| SHORT EXERCISE |
Please find every line in the rows below that holds the word "blonde" and copy each one in full.
◇ ◇ ◇ ◇
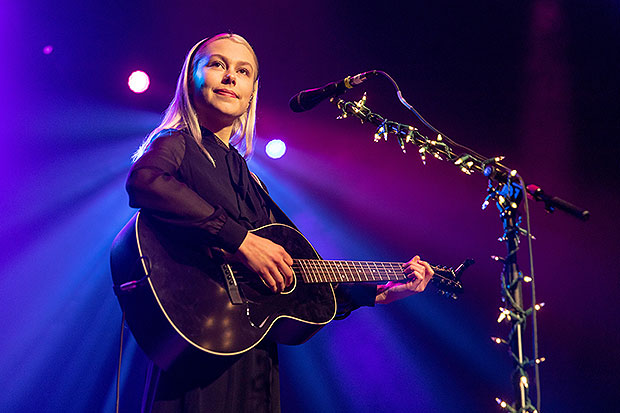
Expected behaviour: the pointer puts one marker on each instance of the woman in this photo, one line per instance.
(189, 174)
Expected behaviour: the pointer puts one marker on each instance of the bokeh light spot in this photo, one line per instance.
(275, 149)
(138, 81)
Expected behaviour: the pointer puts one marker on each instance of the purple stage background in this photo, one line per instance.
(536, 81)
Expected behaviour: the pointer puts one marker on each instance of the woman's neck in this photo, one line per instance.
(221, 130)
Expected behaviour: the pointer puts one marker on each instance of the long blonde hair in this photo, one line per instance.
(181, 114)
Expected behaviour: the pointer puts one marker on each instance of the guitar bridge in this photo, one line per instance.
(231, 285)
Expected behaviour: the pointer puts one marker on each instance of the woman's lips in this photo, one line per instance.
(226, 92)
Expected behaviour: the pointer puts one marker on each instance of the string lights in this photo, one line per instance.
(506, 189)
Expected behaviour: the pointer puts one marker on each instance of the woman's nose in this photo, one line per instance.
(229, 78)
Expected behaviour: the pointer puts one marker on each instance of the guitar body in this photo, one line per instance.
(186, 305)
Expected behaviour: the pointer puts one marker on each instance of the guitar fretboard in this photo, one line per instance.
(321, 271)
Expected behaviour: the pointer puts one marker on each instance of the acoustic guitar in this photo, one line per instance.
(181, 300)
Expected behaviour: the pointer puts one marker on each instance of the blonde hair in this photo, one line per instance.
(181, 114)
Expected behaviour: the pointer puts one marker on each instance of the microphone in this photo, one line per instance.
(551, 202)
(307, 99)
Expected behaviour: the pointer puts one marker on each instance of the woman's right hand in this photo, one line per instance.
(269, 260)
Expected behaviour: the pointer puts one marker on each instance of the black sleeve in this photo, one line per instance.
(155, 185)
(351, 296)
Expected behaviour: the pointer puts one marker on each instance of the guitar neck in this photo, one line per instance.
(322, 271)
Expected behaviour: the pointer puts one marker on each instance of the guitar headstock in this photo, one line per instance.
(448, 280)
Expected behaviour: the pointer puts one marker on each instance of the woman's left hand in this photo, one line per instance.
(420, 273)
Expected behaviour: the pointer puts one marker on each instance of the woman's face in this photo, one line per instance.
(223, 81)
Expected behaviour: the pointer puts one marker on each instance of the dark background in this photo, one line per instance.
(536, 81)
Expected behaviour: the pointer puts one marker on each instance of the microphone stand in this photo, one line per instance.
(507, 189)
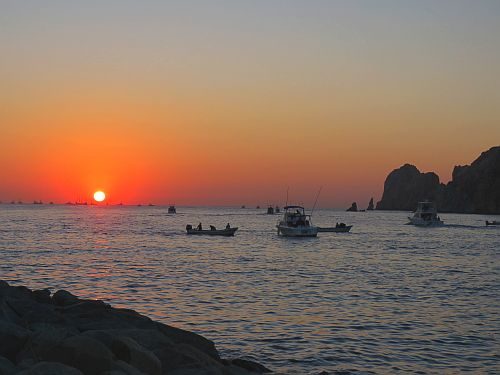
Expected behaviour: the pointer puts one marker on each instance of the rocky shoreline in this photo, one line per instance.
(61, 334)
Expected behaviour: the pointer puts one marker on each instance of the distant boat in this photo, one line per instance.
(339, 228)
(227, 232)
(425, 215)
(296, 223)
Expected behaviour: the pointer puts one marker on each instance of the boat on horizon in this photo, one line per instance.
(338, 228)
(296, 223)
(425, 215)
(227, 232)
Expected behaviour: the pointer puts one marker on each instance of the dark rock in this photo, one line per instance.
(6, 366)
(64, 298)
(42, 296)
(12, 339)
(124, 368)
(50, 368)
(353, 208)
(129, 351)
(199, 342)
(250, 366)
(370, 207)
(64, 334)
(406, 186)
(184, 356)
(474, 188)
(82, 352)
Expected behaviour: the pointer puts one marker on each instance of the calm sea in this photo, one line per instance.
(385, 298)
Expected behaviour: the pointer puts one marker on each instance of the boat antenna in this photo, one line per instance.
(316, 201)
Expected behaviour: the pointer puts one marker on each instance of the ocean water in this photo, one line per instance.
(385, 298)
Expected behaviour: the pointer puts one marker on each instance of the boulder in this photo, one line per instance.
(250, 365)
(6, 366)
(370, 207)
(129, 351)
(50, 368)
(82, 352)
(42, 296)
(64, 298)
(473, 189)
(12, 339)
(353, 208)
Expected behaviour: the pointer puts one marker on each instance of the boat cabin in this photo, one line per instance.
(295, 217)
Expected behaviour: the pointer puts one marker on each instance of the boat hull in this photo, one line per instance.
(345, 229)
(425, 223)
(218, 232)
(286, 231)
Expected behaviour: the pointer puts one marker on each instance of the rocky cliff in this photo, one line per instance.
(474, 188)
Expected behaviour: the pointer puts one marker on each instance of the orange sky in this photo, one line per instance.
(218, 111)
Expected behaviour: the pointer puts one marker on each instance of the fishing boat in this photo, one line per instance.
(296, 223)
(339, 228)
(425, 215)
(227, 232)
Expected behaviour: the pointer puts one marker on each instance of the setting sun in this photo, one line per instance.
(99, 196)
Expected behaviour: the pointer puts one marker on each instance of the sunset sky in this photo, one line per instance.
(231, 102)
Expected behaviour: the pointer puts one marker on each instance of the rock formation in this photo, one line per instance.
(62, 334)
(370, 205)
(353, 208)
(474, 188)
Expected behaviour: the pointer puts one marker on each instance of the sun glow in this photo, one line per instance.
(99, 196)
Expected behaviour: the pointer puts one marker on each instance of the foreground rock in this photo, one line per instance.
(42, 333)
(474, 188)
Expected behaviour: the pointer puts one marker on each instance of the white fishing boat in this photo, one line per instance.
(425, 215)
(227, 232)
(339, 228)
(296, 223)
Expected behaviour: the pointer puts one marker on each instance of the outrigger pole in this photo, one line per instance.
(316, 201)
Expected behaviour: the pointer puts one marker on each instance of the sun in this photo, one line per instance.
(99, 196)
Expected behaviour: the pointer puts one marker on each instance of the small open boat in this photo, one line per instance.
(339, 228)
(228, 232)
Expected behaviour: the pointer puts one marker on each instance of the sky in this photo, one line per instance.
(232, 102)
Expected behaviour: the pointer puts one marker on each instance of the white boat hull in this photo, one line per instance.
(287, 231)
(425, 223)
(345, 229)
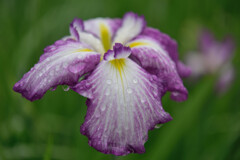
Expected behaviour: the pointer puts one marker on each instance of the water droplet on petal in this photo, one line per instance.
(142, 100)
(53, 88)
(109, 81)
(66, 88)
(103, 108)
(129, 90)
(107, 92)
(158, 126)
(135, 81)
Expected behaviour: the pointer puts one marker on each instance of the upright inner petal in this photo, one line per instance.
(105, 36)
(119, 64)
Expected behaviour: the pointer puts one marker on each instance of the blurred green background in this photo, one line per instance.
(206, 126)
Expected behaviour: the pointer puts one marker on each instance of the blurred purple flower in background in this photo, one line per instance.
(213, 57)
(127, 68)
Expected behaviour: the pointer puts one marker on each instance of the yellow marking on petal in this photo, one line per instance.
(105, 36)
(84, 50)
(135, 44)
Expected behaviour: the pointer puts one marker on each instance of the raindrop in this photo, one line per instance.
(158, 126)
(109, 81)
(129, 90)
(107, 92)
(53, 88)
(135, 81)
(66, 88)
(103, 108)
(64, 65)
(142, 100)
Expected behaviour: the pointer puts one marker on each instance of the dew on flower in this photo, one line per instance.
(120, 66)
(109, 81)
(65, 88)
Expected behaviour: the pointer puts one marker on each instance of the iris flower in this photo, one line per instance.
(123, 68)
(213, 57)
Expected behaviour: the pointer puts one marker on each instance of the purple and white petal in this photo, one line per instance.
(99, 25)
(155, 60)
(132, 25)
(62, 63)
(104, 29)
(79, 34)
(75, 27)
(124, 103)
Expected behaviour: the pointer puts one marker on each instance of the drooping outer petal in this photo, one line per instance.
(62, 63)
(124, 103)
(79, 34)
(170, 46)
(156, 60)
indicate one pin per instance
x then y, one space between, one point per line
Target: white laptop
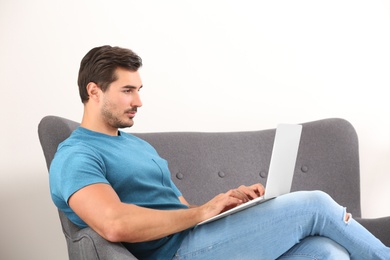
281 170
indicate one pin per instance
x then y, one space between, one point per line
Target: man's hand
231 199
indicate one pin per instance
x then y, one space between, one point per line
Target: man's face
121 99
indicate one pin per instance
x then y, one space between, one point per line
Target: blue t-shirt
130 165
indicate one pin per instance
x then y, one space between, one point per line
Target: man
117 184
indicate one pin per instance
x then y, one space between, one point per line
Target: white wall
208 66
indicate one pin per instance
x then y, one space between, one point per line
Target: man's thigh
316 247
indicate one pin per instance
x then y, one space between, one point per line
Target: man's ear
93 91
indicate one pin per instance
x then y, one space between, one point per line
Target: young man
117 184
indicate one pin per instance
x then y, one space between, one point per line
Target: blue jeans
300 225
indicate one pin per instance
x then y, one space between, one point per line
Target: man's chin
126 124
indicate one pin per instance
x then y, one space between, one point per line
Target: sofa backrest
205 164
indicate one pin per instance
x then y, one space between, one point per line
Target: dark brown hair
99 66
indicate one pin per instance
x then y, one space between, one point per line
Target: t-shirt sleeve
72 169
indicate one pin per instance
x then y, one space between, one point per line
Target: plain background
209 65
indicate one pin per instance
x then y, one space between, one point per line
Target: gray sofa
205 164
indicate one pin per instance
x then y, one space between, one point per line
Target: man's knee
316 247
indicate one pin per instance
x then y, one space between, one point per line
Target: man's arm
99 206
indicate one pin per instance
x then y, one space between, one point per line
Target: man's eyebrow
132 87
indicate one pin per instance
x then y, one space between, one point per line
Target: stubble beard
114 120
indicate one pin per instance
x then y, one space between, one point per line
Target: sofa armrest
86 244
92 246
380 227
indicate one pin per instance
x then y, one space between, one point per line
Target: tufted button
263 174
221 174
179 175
◇ ◇ ◇ ◇
| EXERCISE RESPONSE |
Expected behaviour: the pointer puts one marker on each instance of the long blonde hair in this photo, one line per instance.
Expected behaviour: the pointer puts one marker on each instance of the blonde hair in this photo, one line per instance.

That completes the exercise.